Do this: Write out again the stretch of items from the line containing "striped tarp in" through the line containing "[(655, 56), (29, 165)]", requests included, and scale every coordinate in the answers by 1.55, rounding to whole numbers with halves going up. Keep the coordinates in the requests and their format samples unchanged, and return only those lines.

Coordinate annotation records
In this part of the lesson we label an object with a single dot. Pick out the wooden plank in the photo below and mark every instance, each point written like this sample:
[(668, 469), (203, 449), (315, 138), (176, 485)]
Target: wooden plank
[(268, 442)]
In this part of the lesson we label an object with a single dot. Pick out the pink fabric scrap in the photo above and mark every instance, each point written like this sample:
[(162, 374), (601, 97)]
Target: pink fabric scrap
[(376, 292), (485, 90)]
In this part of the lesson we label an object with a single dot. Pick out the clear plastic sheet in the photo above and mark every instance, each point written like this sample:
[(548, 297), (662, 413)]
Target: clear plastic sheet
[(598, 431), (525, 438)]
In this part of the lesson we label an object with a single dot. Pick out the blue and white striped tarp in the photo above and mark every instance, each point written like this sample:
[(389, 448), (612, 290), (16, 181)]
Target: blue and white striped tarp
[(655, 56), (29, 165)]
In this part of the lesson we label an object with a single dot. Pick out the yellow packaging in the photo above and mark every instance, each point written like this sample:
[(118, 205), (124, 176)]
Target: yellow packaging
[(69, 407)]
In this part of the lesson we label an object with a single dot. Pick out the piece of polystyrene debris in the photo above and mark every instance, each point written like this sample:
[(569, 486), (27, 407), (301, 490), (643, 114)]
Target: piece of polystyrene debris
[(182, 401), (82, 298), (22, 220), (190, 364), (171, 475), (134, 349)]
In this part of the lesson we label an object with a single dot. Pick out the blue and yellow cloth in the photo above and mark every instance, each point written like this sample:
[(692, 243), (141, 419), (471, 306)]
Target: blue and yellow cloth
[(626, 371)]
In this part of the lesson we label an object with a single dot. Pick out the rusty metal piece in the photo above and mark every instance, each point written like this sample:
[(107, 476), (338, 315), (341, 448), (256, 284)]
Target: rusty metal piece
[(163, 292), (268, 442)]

Answer to this exercise:
In this part of the lesson we label an object with a single dot. Pick out the blue and white striped tarp in the photo above and mark every instance, each point written like this sample:
[(389, 448), (612, 290), (16, 181)]
Target: blue and white striped tarp
[(1015, 87), (45, 256)]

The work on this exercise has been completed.